Kayıtların başından başlayıp "[[[238,317],[238,274],[113,249],[40,318]]]" ifadesinin bulunduğu satır da dahil olmak üzere o satıra kadar uzanan satırları yeniden yazın. Bu satırlarda "white cabinet" yerine "white dresser" getirin, geri kalan her şeyi değiştirmeden bırakın.

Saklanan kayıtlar
***
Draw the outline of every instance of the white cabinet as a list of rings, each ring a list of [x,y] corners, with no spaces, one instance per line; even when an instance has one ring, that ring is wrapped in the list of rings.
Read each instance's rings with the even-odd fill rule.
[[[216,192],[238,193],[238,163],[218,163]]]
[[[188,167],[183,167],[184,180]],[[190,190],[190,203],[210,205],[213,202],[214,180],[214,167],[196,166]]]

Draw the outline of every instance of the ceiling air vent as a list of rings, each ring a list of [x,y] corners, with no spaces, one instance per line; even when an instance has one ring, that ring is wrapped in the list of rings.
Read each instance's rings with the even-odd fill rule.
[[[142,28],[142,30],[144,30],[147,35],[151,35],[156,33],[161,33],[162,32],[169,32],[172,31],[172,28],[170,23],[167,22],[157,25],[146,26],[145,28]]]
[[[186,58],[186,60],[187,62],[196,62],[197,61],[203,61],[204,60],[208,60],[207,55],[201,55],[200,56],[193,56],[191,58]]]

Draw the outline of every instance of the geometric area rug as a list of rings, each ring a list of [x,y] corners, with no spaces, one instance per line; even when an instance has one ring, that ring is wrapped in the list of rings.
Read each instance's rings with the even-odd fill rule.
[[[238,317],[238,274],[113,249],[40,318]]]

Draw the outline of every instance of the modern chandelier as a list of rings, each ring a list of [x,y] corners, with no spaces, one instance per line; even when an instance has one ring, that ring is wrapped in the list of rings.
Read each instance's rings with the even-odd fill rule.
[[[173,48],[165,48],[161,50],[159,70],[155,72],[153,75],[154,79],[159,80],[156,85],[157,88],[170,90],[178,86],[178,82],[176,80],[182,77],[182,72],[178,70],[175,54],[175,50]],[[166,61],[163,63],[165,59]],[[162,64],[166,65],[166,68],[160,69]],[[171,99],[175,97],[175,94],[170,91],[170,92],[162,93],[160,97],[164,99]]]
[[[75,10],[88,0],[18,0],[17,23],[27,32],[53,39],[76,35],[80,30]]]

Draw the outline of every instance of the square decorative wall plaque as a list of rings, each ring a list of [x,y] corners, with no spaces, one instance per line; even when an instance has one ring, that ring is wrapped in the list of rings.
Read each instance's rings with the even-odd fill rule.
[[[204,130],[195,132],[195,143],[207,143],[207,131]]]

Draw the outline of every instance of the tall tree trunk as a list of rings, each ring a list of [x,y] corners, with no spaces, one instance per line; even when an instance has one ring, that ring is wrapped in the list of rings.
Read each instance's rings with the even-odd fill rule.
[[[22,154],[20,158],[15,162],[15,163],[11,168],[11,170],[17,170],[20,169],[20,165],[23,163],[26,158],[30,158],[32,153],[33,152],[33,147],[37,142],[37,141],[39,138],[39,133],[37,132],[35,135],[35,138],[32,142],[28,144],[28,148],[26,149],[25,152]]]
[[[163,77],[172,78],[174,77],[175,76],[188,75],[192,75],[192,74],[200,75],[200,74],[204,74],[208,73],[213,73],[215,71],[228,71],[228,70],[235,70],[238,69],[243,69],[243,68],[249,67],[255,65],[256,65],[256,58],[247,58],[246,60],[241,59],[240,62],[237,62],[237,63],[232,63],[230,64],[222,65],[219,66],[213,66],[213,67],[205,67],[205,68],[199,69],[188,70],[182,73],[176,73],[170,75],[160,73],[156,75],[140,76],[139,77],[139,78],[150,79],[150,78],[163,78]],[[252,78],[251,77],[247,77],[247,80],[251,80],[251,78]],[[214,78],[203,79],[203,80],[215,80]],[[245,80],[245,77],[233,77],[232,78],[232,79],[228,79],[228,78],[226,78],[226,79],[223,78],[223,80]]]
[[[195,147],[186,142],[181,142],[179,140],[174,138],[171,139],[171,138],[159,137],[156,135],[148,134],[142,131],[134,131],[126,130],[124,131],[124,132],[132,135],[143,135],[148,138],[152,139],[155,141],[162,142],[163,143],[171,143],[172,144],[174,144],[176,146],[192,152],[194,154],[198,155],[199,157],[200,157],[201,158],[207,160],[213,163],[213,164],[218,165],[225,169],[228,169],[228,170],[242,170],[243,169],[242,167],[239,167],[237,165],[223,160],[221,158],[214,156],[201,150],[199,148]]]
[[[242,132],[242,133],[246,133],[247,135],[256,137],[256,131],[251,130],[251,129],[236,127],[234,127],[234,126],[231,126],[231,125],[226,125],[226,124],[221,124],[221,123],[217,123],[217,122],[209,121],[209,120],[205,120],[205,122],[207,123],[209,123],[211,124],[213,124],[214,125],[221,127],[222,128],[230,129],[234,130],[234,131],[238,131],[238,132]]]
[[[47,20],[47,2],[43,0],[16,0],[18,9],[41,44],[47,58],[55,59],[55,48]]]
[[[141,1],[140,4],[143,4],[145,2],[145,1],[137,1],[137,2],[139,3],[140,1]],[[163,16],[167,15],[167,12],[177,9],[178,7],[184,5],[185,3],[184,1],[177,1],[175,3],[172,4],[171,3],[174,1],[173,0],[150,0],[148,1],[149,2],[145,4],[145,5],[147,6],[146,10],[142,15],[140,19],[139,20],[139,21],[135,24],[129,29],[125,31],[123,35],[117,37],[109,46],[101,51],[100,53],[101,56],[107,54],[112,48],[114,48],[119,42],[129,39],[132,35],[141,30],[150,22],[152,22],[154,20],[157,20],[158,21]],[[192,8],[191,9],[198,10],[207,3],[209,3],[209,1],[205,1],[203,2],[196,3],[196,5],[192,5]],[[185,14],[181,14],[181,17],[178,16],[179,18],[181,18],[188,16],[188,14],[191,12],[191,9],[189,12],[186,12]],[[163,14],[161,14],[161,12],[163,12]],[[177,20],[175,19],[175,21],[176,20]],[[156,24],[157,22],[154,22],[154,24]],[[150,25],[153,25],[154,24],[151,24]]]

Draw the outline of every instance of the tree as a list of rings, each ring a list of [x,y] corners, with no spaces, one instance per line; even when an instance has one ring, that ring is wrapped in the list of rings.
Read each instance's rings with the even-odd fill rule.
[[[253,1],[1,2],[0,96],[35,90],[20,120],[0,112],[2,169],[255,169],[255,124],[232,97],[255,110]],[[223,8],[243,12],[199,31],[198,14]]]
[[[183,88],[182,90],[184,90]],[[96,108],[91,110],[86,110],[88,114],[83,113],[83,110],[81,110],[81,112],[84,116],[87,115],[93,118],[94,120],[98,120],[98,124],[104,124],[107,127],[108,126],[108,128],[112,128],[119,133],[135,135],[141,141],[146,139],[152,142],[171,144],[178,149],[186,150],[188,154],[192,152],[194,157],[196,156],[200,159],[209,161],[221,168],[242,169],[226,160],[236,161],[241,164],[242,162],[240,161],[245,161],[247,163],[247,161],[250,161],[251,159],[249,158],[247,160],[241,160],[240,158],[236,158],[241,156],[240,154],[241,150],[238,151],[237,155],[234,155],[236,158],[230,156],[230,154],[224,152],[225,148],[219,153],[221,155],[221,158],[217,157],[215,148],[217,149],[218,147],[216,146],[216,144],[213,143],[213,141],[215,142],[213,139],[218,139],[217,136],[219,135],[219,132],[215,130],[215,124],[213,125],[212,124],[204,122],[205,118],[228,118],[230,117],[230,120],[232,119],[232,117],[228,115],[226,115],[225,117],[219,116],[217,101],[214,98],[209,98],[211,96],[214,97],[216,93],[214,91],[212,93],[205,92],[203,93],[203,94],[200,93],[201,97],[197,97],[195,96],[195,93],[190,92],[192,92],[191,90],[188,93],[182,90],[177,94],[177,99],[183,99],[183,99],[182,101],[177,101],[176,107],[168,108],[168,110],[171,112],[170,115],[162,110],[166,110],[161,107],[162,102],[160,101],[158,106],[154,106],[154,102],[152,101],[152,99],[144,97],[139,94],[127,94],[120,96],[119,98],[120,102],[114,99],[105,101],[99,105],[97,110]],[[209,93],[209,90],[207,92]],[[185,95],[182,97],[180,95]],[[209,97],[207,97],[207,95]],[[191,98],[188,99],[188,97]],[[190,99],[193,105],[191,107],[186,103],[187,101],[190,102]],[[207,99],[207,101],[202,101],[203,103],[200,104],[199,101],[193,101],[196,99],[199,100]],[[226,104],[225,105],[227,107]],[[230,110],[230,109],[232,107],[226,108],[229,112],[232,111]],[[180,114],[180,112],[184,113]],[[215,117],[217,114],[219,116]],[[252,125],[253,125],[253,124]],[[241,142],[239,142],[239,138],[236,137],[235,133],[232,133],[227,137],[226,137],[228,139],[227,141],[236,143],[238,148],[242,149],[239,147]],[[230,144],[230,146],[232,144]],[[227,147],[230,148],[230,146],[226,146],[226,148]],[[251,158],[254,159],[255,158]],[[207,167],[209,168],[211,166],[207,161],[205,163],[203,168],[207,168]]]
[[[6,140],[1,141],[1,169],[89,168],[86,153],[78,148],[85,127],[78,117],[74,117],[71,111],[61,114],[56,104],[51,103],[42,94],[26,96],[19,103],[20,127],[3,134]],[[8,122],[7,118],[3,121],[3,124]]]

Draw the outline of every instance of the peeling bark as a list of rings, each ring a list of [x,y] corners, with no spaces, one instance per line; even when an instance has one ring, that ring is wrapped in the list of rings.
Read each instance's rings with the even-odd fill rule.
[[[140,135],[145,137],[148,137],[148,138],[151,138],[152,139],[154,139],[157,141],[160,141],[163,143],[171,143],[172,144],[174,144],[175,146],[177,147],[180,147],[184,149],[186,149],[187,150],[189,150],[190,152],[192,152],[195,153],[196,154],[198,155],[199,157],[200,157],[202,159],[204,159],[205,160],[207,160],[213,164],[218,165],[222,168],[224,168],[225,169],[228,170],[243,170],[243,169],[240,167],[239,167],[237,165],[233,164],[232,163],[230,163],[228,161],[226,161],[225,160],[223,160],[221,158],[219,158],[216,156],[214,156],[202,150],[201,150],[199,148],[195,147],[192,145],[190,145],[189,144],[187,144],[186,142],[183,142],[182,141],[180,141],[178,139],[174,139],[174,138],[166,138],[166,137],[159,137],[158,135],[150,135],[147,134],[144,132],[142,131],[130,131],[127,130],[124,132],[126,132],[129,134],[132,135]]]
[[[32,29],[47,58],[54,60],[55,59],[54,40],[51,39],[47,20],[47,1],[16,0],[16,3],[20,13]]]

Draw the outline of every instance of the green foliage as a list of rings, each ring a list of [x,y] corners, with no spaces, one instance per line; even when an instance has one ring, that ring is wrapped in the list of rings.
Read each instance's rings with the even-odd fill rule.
***
Alıştırmanın Çıktısı
Draw the outline of every instance of the white dresser as a list of rings, each ring a list of [x,y] corners, with no spaces, one instance per line; even when an instance has one ring, that ring is wrapped in the list of rings.
Read each instance's rings with the even-odd fill rule.
[[[216,192],[238,193],[238,163],[218,163]]]
[[[188,167],[183,167],[184,180]],[[190,190],[190,203],[210,205],[213,202],[214,180],[214,167],[196,166]]]

Draw the outline of every instance of the ceiling air vent as a list of rings, each ring a list of [x,y] corners, with no spaces, one instance per line; even when an instance has one ring, that ring is wrapped in the list of rings.
Read each instance's rings with the even-odd fill rule.
[[[142,28],[142,30],[144,30],[147,35],[151,35],[156,33],[161,33],[162,32],[169,32],[172,31],[172,28],[170,23],[167,22],[157,25],[146,26],[145,28]]]
[[[186,58],[186,60],[187,62],[196,62],[197,61],[203,61],[204,60],[208,60],[207,55],[201,55],[200,56],[193,56],[191,58]]]

Draw the outline of every instance of the geometric area rug as a list of rings, each ring a list of [x,y] corners, with no spaces, one instance per line; even when an instance has one ring, that ring is wrapped in the list of rings.
Read each instance's rings with the even-odd fill rule.
[[[238,317],[238,274],[113,249],[40,318]]]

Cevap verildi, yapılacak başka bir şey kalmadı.